Exercise - State how many lines of the material below contain the string "floor", counting only matches with the same capitalization. Reply with the number alone.

Records provided -
::::

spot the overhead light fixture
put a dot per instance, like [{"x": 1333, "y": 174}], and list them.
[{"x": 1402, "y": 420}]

::::

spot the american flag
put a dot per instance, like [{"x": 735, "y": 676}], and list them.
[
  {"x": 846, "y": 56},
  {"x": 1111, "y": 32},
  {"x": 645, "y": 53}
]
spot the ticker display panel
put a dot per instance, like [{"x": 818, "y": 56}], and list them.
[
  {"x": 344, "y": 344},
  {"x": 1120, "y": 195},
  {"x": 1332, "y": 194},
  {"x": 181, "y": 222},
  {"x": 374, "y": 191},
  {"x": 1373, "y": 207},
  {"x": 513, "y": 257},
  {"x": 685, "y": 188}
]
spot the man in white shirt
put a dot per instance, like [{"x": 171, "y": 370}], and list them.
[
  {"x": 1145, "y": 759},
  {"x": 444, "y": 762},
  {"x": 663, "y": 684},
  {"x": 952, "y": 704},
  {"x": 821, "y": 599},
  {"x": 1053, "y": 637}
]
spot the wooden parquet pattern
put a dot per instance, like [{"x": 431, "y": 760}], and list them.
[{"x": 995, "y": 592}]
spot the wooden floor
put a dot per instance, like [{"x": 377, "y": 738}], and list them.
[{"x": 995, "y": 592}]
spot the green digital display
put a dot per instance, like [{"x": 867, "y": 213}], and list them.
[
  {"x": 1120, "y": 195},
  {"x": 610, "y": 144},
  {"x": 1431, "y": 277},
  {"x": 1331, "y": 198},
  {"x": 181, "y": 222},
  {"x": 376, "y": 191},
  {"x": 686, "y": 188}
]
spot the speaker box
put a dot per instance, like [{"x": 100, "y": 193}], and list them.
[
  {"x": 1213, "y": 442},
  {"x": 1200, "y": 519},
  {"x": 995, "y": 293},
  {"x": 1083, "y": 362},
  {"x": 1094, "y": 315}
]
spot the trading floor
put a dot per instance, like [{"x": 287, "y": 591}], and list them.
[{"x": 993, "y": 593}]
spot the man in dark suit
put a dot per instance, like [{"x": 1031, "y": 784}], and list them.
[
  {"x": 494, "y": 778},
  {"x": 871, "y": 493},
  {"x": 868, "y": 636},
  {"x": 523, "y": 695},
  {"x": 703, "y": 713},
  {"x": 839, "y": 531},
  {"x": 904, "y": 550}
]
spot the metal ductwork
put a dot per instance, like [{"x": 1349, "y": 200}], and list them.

::::

Expected answer - 2